- Problem description -
Render only the lines below, from the line with "# target: tree" through the line with "Give the mask of every instance of the tree." (both included), as a Markdown table with the columns Row and Line, numbering each row and leaving out blank lines.

[Given data start]

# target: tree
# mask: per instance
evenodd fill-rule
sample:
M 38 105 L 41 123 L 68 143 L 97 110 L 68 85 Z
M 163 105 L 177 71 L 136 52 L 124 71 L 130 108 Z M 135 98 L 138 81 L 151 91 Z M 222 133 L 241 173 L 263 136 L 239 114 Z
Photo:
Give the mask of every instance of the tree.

[Given data end]
[Given data start]

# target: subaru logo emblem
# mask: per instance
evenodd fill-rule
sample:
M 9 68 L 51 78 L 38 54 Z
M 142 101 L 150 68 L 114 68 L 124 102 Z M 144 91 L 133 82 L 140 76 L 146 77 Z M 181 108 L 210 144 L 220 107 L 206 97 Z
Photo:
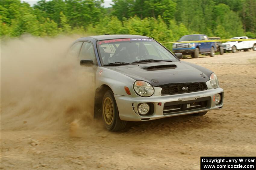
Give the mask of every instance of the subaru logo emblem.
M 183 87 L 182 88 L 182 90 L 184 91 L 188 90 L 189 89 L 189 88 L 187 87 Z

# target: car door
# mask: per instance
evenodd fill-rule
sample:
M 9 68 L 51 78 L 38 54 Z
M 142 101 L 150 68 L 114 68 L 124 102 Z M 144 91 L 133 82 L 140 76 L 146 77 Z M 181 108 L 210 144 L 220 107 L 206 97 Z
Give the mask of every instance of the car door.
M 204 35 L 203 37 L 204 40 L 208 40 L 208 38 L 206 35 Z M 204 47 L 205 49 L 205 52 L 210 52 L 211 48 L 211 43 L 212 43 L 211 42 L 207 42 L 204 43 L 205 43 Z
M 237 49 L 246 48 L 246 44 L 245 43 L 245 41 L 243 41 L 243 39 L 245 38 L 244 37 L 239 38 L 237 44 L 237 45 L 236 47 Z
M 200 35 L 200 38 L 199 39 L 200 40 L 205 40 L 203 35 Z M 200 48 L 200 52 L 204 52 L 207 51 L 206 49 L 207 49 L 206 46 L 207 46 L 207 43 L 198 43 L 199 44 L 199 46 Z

[Given data end]

- Exercise response -
| Row | Line |
|---|---|
| 1 | # target: tree |
| 2 | # mask: per instance |
| 3 | evenodd fill-rule |
| 4 | sample: |
| 5 | M 38 105 L 41 123 L 68 143 L 97 110 L 68 85 Z |
| 6 | M 163 105 L 177 71 L 136 52 L 124 71 L 130 108 Z M 135 98 L 138 81 L 151 91 Z M 222 133 L 241 173 L 263 136 L 239 114 Z |
| 7 | Photo: |
| 8 | Give the mask of every instance of the tree. |